Artificial lighting, whether it’s the warm glow of incandescent bulbs or the cool beam of LEDs, can shift the colour’s appearance.
It’s important to observe how various lighting conditions in your kitchen interact with potential cabinet colours at all hours. More tips on testing colours a little later. 👍
Finishes – Matte, Glossy, Satin
Matte finishes are non-reflective and can give your cabinets a modern and sophisticated look. This finish absorbs light, which can help hide imperfections on the surface of the cabinetry.
However, matte can be more challenging to clean and may show fingerprints and smudges more readily.
Glossy finishes, by contrast, reflect a lot of light, making the colour pop and the space feel more vibrant and dynamic. They are a popular choice for contemporary kitchens and can help make a small kitchen feel larger.
Cleaning is generally easier with glossy surfaces, but they can also highlight imperfections and require more frequent cleaning to maintain their shine.
Satin finishes (usually painted kitchens) strike a balance between matte and glossy, offering a medium level of sheen. They’re less reflective than glossy finishes but easier to clean than matte finishes.
Satin is a versatile choice that works well with most kitchen styles and provides a classic look that is neither too flat nor too shiny.
Style of Your Home and Kitchen
The architectural style of your home, as well as your personal style, can also be a guiding factor when selecting kitchen cabinet colours.
Contemporary homes often feature clean lines and a monochromatic colour palette, making white, light grey, or other neutral-toned cabinets a fitting choice. These shades can complement the minimalist aesthetic, providing a sleek and timeless appeal.
++++++++++
- _WRITTEN TASK 1_
Retype the listing word for word, starting at the line that contains "arm in the image above." and ending at the final line of the listing.

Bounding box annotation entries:
++++++++++
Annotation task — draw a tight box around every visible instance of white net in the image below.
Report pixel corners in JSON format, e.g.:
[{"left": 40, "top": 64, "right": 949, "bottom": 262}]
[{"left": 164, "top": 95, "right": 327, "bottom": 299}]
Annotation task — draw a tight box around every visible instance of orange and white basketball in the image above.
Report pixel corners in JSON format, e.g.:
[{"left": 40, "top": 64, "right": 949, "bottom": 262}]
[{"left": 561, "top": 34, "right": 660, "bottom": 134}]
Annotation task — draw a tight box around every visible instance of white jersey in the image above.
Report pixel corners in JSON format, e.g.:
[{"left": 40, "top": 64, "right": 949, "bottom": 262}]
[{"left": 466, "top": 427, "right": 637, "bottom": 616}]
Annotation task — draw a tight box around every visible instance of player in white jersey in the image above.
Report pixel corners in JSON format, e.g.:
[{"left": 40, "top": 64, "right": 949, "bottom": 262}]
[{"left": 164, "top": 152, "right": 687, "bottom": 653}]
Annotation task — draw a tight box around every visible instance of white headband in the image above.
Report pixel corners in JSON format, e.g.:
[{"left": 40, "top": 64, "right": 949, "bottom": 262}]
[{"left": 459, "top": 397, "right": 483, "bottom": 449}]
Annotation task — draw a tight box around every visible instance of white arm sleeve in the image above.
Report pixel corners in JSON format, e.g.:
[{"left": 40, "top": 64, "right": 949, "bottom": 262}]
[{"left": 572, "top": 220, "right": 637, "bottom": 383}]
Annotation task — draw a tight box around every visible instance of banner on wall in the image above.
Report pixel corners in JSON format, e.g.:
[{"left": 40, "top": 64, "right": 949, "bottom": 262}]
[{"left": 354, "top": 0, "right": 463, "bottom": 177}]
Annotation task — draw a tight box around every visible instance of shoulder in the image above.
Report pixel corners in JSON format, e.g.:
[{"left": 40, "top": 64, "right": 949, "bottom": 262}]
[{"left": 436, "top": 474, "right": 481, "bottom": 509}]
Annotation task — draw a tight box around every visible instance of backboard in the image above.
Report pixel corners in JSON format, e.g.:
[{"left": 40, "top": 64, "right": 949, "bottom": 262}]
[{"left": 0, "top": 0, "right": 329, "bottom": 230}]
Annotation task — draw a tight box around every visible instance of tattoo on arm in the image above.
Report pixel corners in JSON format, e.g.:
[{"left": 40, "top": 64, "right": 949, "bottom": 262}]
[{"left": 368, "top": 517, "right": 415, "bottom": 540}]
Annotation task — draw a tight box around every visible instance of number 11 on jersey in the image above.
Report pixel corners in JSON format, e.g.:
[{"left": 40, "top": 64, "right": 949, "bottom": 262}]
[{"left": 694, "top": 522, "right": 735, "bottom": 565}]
++++++++++
- _WRITTEN TASK 2_
From the text on kitchen cabinet finishes, translate this sentence into Spanish: "This finish absorbs light, which can help hide imperfections on the surface of the cabinetry."

- _FULL RESPONSE 1_
Annotation task — draw a tight box around every visible instance of tattoo on arm in the image above.
Report pixel corners in JSON format, e.g.:
[{"left": 40, "top": 64, "right": 949, "bottom": 262}]
[{"left": 368, "top": 517, "right": 415, "bottom": 540}]
Annotation task — draw a tight box around every visible instance of number 11 on jersey in the image above.
Report pixel corners in JSON format, e.g.:
[{"left": 40, "top": 64, "right": 949, "bottom": 262}]
[{"left": 694, "top": 522, "right": 735, "bottom": 565}]

- _FULL RESPONSE 2_
Este acabado absorbe la luz, lo que puede ayudar a disimular las imperfecciones en la superficie de los gabinetes.